Alıntı.
"Ümitvar olunuz, şu istikbal inkılâbı içinde en yüksek gür sada İslâm'ın sadası olacaktır."

Piyasalar

Hanedanın cebren sürgünü

M. Latif SALİHOĞLU
04 Mart 2025, Salı
Günün Tarihi: 4 Mart 1924

Cumhuriyet kurulduktan (29 Ekim 1923) dört ay sonra, Türkiye’de tarihin dönüm noktalarından biri yaşandı: Yaklaşık 625 yıldır fetih ve cengâverlik ruhuyla bu topraklarda hayat süren Osmanlı Hanedanına mensup bütün fertlerin hudut haricine gönderilmesine karar verildi.

Bu vahşiyane kararın uygulanmasına ise, hemen ertesi gün, yani 4 Mart 1924’ten itibaren başlanıldı. Onlara tanınan toplam süre on gündü. Dolayısıyla, on gün sonra, Türkiye topraklarında bir tek Osmanlı ferdi bırakılmaksızın tamamı sınırdışı edilmiş oldu.

Rakam kesin olmamakla birlikte, o tarihte İstanbul’da bulundukları tesbit edilen Hanedan nüfusunun 150 civarında olduğu tahmin ediliyor.

İşte, bu vatanı fetihlerle, şehit kanı ve gözyaşı ile yoğurarak bize miras bırakan şânlı bir hanedanın mensupları, son derece acı ve dramatik bir sürgün hayatına mahkûm edildiler.

Çıkarılan bilgiler.
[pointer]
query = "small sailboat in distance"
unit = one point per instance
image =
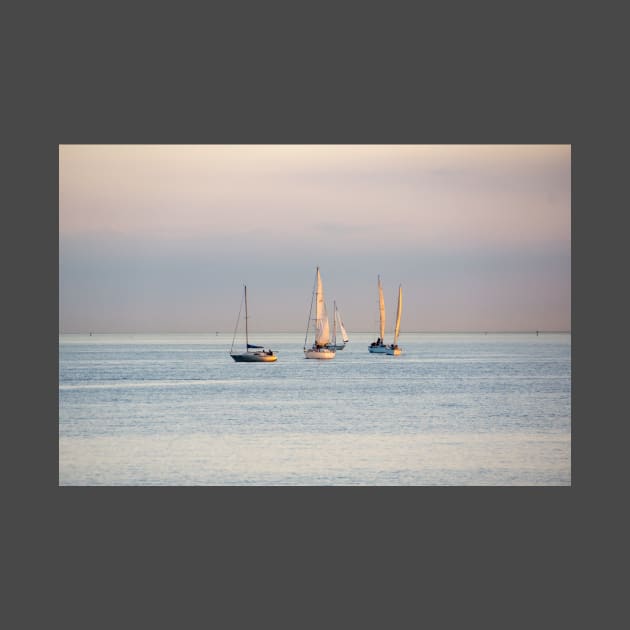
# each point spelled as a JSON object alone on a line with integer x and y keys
{"x": 379, "y": 346}
{"x": 321, "y": 325}
{"x": 253, "y": 353}
{"x": 393, "y": 349}
{"x": 338, "y": 325}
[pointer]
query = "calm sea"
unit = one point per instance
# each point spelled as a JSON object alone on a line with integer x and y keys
{"x": 454, "y": 409}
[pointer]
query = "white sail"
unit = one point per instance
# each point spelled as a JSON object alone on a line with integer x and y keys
{"x": 398, "y": 314}
{"x": 344, "y": 334}
{"x": 322, "y": 326}
{"x": 381, "y": 305}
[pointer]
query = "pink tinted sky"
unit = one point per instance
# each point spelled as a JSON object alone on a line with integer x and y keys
{"x": 479, "y": 235}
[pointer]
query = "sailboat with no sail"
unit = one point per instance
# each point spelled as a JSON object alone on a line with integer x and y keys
{"x": 321, "y": 325}
{"x": 253, "y": 353}
{"x": 338, "y": 325}
{"x": 379, "y": 346}
{"x": 393, "y": 349}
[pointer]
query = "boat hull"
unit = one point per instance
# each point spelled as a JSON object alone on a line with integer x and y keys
{"x": 377, "y": 349}
{"x": 319, "y": 353}
{"x": 254, "y": 357}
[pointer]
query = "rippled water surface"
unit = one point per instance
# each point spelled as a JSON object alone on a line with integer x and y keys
{"x": 454, "y": 409}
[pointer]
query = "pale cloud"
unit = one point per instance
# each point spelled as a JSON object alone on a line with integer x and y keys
{"x": 479, "y": 235}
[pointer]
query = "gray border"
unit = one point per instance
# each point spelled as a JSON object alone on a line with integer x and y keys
{"x": 501, "y": 556}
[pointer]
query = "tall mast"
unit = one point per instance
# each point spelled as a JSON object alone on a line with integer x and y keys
{"x": 246, "y": 335}
{"x": 381, "y": 310}
{"x": 398, "y": 314}
{"x": 310, "y": 312}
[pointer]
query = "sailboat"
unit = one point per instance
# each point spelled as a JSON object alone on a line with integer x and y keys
{"x": 338, "y": 324}
{"x": 379, "y": 346}
{"x": 321, "y": 325}
{"x": 253, "y": 353}
{"x": 393, "y": 349}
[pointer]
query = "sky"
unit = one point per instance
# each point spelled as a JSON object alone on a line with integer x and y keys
{"x": 161, "y": 238}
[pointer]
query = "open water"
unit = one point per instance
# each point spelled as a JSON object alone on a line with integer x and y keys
{"x": 454, "y": 409}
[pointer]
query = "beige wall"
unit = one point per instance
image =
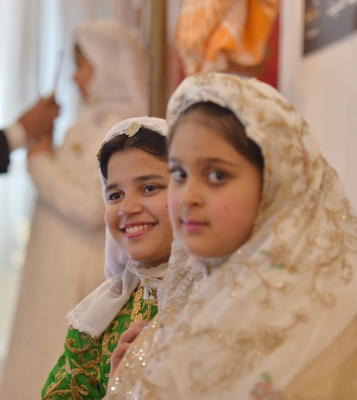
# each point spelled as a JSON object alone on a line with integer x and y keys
{"x": 323, "y": 87}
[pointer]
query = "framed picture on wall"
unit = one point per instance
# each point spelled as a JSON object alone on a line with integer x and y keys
{"x": 326, "y": 21}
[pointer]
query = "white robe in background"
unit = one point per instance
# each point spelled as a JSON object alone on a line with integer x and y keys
{"x": 65, "y": 255}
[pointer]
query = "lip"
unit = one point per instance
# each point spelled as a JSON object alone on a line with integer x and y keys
{"x": 191, "y": 225}
{"x": 129, "y": 235}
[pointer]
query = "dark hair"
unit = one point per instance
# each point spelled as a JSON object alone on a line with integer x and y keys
{"x": 232, "y": 129}
{"x": 145, "y": 139}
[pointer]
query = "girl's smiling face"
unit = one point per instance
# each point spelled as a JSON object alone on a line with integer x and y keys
{"x": 136, "y": 214}
{"x": 214, "y": 191}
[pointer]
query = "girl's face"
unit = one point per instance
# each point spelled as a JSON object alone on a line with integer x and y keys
{"x": 214, "y": 191}
{"x": 137, "y": 215}
{"x": 83, "y": 73}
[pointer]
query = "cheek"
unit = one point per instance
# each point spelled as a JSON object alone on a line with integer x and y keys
{"x": 173, "y": 206}
{"x": 110, "y": 217}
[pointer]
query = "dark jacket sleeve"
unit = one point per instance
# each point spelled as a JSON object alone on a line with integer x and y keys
{"x": 4, "y": 152}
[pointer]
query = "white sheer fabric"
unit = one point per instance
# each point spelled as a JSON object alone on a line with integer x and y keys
{"x": 33, "y": 33}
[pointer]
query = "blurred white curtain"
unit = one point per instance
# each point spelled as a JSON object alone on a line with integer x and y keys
{"x": 32, "y": 35}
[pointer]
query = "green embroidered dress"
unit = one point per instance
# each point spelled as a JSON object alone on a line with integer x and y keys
{"x": 82, "y": 372}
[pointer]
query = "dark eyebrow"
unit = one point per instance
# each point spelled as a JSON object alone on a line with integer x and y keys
{"x": 142, "y": 178}
{"x": 111, "y": 187}
{"x": 212, "y": 160}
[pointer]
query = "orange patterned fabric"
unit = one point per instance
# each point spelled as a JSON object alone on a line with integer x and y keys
{"x": 210, "y": 33}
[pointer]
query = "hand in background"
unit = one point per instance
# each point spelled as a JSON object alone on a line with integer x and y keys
{"x": 124, "y": 343}
{"x": 42, "y": 145}
{"x": 38, "y": 121}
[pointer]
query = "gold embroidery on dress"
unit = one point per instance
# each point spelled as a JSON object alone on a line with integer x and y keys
{"x": 91, "y": 370}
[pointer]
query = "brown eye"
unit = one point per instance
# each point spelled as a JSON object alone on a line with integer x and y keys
{"x": 216, "y": 176}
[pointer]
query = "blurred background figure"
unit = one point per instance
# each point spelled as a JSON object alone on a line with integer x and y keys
{"x": 65, "y": 254}
{"x": 32, "y": 124}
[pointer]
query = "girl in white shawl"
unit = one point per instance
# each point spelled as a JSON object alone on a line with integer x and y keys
{"x": 272, "y": 314}
{"x": 66, "y": 250}
{"x": 134, "y": 174}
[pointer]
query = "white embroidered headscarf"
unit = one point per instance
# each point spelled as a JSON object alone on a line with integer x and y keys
{"x": 282, "y": 298}
{"x": 94, "y": 314}
{"x": 119, "y": 63}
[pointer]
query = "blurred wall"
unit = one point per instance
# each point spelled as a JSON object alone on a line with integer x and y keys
{"x": 323, "y": 87}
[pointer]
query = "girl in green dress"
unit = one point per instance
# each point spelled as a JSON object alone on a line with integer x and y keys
{"x": 134, "y": 174}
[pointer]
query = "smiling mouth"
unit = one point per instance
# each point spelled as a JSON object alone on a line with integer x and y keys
{"x": 137, "y": 228}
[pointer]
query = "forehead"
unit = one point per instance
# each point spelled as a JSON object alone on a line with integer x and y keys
{"x": 195, "y": 137}
{"x": 131, "y": 163}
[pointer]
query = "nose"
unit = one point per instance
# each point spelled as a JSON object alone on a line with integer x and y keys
{"x": 191, "y": 195}
{"x": 129, "y": 205}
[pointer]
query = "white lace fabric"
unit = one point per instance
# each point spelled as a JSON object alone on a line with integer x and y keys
{"x": 282, "y": 299}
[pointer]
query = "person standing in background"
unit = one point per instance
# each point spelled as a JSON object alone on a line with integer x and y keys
{"x": 31, "y": 125}
{"x": 65, "y": 255}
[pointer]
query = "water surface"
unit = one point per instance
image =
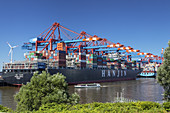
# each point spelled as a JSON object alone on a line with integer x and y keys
{"x": 140, "y": 89}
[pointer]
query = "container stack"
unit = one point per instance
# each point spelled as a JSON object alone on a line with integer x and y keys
{"x": 32, "y": 55}
{"x": 104, "y": 62}
{"x": 91, "y": 61}
{"x": 70, "y": 60}
{"x": 128, "y": 65}
{"x": 61, "y": 58}
{"x": 99, "y": 62}
{"x": 61, "y": 46}
{"x": 110, "y": 65}
{"x": 80, "y": 60}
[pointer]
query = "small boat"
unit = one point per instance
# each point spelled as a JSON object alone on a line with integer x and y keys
{"x": 87, "y": 85}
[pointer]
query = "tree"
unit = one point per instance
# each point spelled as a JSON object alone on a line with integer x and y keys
{"x": 163, "y": 73}
{"x": 42, "y": 89}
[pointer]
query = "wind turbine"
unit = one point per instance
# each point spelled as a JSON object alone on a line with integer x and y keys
{"x": 11, "y": 50}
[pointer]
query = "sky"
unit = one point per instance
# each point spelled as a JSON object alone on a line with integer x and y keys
{"x": 141, "y": 24}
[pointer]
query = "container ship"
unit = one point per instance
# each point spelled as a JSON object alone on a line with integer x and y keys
{"x": 82, "y": 58}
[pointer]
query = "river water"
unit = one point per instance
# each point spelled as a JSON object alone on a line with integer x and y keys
{"x": 143, "y": 89}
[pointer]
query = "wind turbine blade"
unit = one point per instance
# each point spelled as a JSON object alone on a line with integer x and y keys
{"x": 9, "y": 45}
{"x": 10, "y": 51}
{"x": 15, "y": 46}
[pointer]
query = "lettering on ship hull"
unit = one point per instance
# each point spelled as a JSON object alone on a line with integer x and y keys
{"x": 113, "y": 73}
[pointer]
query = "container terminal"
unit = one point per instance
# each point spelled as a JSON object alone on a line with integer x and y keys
{"x": 81, "y": 57}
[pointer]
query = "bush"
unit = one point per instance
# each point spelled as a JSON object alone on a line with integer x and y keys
{"x": 43, "y": 89}
{"x": 166, "y": 106}
{"x": 132, "y": 107}
{"x": 4, "y": 109}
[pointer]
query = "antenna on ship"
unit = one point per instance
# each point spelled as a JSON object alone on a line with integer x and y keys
{"x": 11, "y": 50}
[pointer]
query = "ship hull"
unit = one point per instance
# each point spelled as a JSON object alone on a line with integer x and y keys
{"x": 75, "y": 76}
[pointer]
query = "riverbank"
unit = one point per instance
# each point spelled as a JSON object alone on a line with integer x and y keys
{"x": 96, "y": 107}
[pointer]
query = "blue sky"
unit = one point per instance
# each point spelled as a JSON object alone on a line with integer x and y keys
{"x": 141, "y": 24}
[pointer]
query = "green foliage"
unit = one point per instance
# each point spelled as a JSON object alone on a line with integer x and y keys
{"x": 163, "y": 73}
{"x": 4, "y": 109}
{"x": 132, "y": 107}
{"x": 43, "y": 89}
{"x": 166, "y": 105}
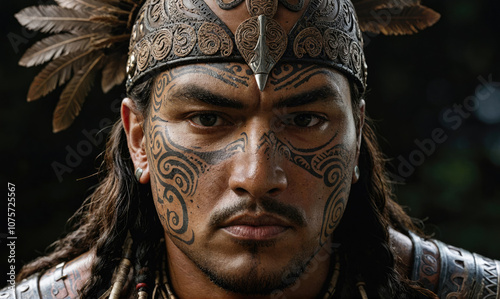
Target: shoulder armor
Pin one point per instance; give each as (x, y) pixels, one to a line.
(452, 272)
(63, 281)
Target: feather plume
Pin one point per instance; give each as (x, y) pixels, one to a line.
(79, 4)
(114, 71)
(57, 73)
(55, 46)
(74, 94)
(409, 20)
(55, 19)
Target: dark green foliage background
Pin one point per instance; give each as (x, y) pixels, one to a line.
(413, 80)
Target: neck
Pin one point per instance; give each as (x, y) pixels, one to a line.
(188, 281)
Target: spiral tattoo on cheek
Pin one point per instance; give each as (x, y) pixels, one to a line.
(329, 163)
(176, 171)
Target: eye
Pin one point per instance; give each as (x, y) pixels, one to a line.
(208, 120)
(304, 120)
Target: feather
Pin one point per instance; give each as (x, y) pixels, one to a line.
(74, 94)
(79, 4)
(365, 6)
(107, 20)
(55, 46)
(55, 19)
(408, 21)
(114, 72)
(91, 5)
(57, 73)
(108, 41)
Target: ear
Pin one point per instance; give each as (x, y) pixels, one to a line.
(133, 125)
(361, 123)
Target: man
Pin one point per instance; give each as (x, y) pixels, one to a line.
(242, 166)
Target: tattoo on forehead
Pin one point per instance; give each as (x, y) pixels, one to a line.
(294, 75)
(231, 74)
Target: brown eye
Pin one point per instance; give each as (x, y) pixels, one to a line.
(208, 120)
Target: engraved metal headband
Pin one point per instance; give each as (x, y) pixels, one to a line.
(171, 32)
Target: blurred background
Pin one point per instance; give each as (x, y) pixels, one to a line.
(434, 97)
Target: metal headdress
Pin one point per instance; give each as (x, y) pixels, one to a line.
(129, 39)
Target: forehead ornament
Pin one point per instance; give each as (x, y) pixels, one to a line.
(131, 40)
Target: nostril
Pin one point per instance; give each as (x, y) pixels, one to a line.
(274, 191)
(240, 191)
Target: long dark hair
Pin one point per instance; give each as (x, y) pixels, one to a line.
(120, 205)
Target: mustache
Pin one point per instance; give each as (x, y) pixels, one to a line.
(269, 205)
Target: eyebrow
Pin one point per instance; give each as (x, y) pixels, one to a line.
(322, 94)
(193, 93)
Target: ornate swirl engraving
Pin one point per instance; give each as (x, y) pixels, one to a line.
(262, 7)
(348, 16)
(328, 10)
(276, 39)
(308, 41)
(162, 44)
(212, 38)
(324, 162)
(356, 57)
(344, 48)
(430, 265)
(331, 44)
(155, 14)
(143, 55)
(247, 35)
(227, 5)
(184, 40)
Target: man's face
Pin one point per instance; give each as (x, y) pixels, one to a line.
(249, 185)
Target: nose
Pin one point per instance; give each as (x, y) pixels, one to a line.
(257, 171)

Görev.
Yukarıdaki alıntıyı iki cümlede özetleyin.

Doğru cevap.
Cumhuriyet'in kuruluşundan dört ay sonra, yaklaşık 625 yıldır bu topraklarda yaşayan Osmanlı Hanedanı'nın bütün üyelerinin sınır dışına gönderilmesine karar verildi. Karar 4 Mart 1924'ten itibaren on günlük süreyle uygulandı ve o sırada İstanbul'da bulunan, sayısı 150 civarında tahmin edilen hanedan üyelerinin tamamı ülkeden çıkarılarak acı bir sürgün hayatına mahkûm edildi.